Goal >>
Write out, exactly as they appear, only the lines running from the line with "Q: Find one point on every instance of the white" to the final line of the listing; include both.

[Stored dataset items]
Begin

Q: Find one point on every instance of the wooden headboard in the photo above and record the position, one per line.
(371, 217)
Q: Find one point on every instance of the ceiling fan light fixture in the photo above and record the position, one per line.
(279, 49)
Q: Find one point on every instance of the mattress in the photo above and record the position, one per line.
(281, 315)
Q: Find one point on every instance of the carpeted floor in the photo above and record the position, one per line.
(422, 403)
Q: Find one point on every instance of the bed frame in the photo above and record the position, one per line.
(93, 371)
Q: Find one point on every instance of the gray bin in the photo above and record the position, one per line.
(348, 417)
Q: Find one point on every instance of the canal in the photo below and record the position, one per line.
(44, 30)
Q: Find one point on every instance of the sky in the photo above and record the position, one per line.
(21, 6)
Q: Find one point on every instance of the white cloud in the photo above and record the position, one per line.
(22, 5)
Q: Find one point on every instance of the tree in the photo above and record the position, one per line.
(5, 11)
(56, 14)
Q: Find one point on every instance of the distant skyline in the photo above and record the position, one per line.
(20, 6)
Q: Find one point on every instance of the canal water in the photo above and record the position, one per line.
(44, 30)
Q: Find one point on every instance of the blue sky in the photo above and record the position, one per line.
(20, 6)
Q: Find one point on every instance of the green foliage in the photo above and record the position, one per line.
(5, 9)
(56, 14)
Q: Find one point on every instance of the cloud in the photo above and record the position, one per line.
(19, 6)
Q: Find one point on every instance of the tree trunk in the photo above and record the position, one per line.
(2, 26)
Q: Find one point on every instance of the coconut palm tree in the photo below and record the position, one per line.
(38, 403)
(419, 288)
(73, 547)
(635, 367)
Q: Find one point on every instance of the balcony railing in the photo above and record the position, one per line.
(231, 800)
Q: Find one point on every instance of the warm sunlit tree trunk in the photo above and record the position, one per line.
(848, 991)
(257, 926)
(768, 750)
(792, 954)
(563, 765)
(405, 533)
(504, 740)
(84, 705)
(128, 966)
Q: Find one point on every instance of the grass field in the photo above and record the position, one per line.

End

Right answer >>
Q: Find one point on every instance of the white cloud in the photo above and record the position, one per line.
(22, 5)
Q: Find one point on every instance of the tree in the photo above and record the position, one per line.
(5, 11)
(56, 14)
Q: Find one point on every instance of the distant skyline in the photo above and record the position, one per line.
(20, 6)
Q: Find one point on every instance of the canal water in the photo above and record the position, one per line.
(44, 30)
Q: Find one point on every instance of the blue sky in the photo above and record the position, one per line.
(20, 6)
Q: Find one point on every instance of the green foliage in the photo above and record the position, one per line.
(5, 9)
(56, 14)
Q: Find one point on every instance of the cloud in the photo above and record the position, one per line.
(19, 6)
Q: Find one point on every instance of the tree trunk in the photo above and record the position, one per line.
(2, 26)
Q: Find one point on every instance of the coconut palm tree in the photo below and record the position, one per line.
(38, 403)
(419, 288)
(73, 547)
(635, 367)
Q: Find one point on every instance of the balcony railing in the photo above and record the position, one per line.
(231, 800)
Q: Find one point on every instance of the warm sunlit tree trunk in the photo above and record the position, one per line.
(848, 991)
(257, 926)
(768, 750)
(792, 954)
(563, 765)
(405, 533)
(504, 740)
(84, 705)
(128, 966)
Q: Find one point on every instance of the grass field in the photo above and record the position, one per line.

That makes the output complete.